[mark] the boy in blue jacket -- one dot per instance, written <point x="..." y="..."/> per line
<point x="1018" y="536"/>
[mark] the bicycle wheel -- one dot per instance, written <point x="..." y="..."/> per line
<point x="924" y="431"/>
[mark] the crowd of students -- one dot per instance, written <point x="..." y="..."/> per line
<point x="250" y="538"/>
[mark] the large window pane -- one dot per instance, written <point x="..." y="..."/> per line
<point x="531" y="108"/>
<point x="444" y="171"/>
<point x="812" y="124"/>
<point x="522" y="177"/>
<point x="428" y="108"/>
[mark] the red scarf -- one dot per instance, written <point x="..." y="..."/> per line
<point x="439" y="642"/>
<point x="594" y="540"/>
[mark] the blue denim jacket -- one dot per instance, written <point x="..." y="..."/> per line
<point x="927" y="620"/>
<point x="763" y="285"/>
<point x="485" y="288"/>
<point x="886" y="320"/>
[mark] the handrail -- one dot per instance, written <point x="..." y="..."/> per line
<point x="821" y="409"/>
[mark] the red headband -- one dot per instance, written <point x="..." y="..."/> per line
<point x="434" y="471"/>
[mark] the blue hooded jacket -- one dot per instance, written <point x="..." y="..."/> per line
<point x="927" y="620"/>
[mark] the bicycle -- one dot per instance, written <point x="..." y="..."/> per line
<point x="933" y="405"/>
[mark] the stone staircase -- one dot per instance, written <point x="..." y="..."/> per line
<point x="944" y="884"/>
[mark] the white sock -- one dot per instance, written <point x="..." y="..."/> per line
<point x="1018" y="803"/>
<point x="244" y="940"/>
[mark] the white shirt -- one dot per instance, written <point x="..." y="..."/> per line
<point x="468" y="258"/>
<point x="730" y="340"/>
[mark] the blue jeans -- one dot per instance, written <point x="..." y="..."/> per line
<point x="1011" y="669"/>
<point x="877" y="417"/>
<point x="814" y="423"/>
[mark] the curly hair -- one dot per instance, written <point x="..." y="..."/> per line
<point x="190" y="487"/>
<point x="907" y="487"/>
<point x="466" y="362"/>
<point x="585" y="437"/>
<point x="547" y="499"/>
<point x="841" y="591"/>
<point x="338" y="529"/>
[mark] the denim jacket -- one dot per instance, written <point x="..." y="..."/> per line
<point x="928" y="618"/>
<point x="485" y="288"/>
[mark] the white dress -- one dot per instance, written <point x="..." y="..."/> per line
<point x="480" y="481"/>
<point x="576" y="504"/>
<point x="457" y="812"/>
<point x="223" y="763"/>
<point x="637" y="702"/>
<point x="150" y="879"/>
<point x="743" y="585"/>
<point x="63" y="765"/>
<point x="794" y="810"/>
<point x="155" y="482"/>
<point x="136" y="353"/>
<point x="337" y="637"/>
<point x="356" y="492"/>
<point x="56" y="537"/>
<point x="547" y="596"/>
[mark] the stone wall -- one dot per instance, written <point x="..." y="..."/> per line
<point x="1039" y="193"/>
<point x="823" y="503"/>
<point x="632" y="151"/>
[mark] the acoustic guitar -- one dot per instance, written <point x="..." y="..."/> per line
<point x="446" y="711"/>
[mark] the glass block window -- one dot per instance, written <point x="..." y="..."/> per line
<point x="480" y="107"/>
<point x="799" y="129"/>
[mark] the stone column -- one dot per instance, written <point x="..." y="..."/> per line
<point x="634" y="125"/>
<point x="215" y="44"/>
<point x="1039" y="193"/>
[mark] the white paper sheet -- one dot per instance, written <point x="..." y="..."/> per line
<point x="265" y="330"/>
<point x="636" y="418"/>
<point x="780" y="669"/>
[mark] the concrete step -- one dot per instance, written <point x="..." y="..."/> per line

Your objective: Find the line containing "[mark] the denim". Reproduce it exactly, along with every line after it through the last.

Answer to this problem:
[mark] the denim jacket -- one dot per instance, written <point x="..." y="..."/> per line
<point x="928" y="618"/>
<point x="485" y="288"/>
[mark] the white dress -- one dot per instance, written <point x="..." y="..."/> per line
<point x="480" y="481"/>
<point x="576" y="504"/>
<point x="457" y="812"/>
<point x="223" y="763"/>
<point x="637" y="702"/>
<point x="150" y="879"/>
<point x="743" y="585"/>
<point x="63" y="765"/>
<point x="794" y="810"/>
<point x="155" y="482"/>
<point x="136" y="353"/>
<point x="337" y="637"/>
<point x="356" y="492"/>
<point x="56" y="537"/>
<point x="547" y="596"/>
[mark] the stone wall -- one dot per instance, written <point x="..." y="..."/> per line
<point x="1039" y="193"/>
<point x="823" y="503"/>
<point x="632" y="151"/>
[mark] the acoustic guitar -- one dot per instance, written <point x="..." y="..."/> per line
<point x="446" y="711"/>
[mark] the glass block window -- one dot per instance, written <point x="..." y="..."/> per line
<point x="480" y="107"/>
<point x="799" y="129"/>
[mark] the stone column -- one dot per instance, written <point x="..." y="..."/> per line
<point x="634" y="125"/>
<point x="215" y="44"/>
<point x="1039" y="193"/>
[mark] the white paper sheet -- one dot per instance, written <point x="..." y="..."/> per line
<point x="265" y="330"/>
<point x="636" y="418"/>
<point x="780" y="669"/>
[mark] the concrete step -- one dot per instance, written <point x="..." y="..."/> per line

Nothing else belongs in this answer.